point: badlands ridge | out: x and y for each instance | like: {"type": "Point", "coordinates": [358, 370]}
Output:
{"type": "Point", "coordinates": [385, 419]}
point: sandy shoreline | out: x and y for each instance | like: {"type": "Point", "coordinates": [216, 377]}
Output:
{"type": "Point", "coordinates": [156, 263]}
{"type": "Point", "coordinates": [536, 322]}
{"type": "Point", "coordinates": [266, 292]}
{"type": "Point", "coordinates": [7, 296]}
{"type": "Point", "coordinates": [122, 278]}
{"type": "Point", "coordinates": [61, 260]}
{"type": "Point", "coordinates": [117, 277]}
==================================================
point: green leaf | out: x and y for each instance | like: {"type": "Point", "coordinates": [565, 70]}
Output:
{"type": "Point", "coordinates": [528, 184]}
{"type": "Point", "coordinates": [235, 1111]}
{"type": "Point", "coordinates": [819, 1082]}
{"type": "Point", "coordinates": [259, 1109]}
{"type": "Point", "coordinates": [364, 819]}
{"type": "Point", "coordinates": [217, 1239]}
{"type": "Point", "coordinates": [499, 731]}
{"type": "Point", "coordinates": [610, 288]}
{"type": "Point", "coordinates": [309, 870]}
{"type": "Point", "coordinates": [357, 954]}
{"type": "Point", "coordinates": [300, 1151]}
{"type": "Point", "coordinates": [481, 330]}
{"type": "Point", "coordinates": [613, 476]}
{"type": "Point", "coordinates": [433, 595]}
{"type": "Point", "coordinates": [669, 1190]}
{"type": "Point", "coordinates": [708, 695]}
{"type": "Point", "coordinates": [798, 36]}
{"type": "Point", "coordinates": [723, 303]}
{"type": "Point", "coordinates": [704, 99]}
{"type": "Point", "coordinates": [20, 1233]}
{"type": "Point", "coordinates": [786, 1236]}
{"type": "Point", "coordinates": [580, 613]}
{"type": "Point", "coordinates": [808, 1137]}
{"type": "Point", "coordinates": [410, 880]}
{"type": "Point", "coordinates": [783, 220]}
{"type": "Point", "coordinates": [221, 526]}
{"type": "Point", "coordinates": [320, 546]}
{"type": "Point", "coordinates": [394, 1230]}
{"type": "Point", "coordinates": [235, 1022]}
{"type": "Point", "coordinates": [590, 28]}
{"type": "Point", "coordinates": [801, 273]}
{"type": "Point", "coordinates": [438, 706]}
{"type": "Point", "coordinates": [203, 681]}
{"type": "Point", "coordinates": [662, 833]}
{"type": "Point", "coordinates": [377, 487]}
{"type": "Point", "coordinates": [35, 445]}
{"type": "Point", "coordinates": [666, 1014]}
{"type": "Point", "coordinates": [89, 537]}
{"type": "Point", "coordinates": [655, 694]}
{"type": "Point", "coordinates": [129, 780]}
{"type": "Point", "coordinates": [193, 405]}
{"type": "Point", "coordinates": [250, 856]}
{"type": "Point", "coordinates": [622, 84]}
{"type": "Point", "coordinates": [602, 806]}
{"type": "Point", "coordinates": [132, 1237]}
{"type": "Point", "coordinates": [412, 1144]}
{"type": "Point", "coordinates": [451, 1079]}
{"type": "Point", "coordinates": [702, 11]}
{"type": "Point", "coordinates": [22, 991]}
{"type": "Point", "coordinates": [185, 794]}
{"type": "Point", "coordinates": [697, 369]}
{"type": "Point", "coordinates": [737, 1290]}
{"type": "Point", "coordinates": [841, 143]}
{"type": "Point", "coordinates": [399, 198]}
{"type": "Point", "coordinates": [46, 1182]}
==================================================
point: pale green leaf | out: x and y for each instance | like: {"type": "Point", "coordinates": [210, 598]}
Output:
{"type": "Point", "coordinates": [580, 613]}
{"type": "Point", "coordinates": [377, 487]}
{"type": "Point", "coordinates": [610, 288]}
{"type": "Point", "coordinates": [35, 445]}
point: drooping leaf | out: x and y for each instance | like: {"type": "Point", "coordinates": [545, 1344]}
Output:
==================================================
Written exercise
Collect every line from the entries above that contains the word "leaf", and copy each one in full.

Written response
point: green leaf | out: x and y for each instance | like: {"type": "Point", "coordinates": [565, 70]}
point: pale green leaf | out: x and y for each instance | like: {"type": "Point", "coordinates": [210, 598]}
point: drooping leaf | out: x and y for each instance | like: {"type": "Point", "coordinates": [545, 1344]}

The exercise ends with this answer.